Fred: Sim e não. Eu tinha um cenário, de uma certa maneira, muito parecido com o atual. Vínhamos de um ano muito bom, que foi 2014, mas daí 2015 foi difícil. Tivemos aumento da inflação que também puxou a taxa de juros. Só que lá nossa posição competitiva era muito mais delicada. E nossa estrutura de capital também. Mas, no Brasil, existe ciclicalidade sim, e o mundo não acaba. Agora, sete anos depois, vivemos uma crise também. Em magnitude da crise, os juros aumentaram muito mais, saíram de 2% para 14%, o que traz impacto muito grande no custo de capital. Para você ter uma ideia, a mesma margem Ebitda do terceiro trimestre do ano passado [6%], com uma venda muito menor, gerou lucro líquido no terceiro trimestre de 2020 de R$ 220 milhões. Só que o juro estava em 2%.
Como você via varejo há sete anos e como vê agora? Teve alguma mudança?
Fred: Quando eu assumi a empresa, eu tinha uma convicção que não mudou até hoje. Mesmo nesse contexto em que as empresas digitais não estão tão bem vistas. Essa convicção era e é que o varejo vai se digitalizar cada vez mais. A penetração do e-commerce no Brasil, naquela época, era menos de 5% do total. Nesse pós-pandemia, já estamos falando em torno de 20%. É muito mais alta do que antes, mas ainda bem mais baixa do que países como Estados Unidos e China, onde é 35%. E a China, se olhar a renda per capita, ainda tem muito para evoluir. Mas o crescimento não foi linear. Houve expansão relativamente alta antes, mas exponencial durante a pandemia. De certa maneira, isso antecipou os anos futuros de crescimento. Agora, estamos vivendo uma ressaca desse período em que teve expansão um pouco anabolizada. Só que a queda deste ano é mais uma correção de rota do que uma mudança estrutural. Uma aposta que tenho falado muito é que o Brasil não vai ficar mais analógico, embora algumas empresas de e-commerce tenham tido queda de receita.

☆ ☆ ☆ ☆ ☆ ☆ ☆

Prossiga a entrevista sobre varejo e comércio eletrônico reproduzida acima, partindo da última resposta de Fred.

[Material fornecido]
☆ ☆ ☆ ☆ ☆ ☆ ☆

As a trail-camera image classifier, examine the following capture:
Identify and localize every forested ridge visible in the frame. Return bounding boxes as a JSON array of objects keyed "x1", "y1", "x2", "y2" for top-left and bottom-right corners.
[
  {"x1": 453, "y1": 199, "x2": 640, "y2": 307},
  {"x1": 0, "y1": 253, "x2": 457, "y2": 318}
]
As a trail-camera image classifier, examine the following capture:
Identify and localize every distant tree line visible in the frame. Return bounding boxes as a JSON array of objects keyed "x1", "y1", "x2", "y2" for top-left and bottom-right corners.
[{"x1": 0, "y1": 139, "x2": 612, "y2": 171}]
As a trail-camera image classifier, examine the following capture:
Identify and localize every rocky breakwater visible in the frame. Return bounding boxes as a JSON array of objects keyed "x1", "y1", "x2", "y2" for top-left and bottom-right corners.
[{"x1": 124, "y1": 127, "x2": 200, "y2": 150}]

☆ ☆ ☆ ☆ ☆ ☆ ☆

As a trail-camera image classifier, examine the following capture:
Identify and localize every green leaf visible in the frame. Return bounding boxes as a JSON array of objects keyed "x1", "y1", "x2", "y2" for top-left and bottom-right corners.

☆ ☆ ☆ ☆ ☆ ☆ ☆

[Resposta do exercício]
Mas nada mudou em sete anos, além da penetração?
Fred: Sim. Agora é uma expansão que se dará, necessariamente, por meio da digitalização do varejo analógico. Esse ciclo agora que vivemos nos últimos anos foram de empresas só online ou vendedores focados no e-commerce. Para chegar no nível da China, vamos ter que fazer o varejo online se digitalizar. Então, a expansão vai estar no marketplace, porque ele é que ajudar na digitalização do varejo. E vai ter um crescimento com uma base de categoria mais diversificado. Se você olhar a penetração do digital por categoria, as mais altas estão nas nossas, de bens duráveis, produtos de tecnologia, eletroeletrônicos. Para chegar no próximo patamar, categorias como beleza, moda e produtos de consumo mais imediato terão de crescer. Será ainda mais necessário um modelo multicanal, em comparação com o que ocorreu até agora.
Sua gestão foi marcada pela diversificação. Afinal, foram mais de 20 aquisições. O que essa diversificação tem de importante e qual o limite disso dentro do Magalu?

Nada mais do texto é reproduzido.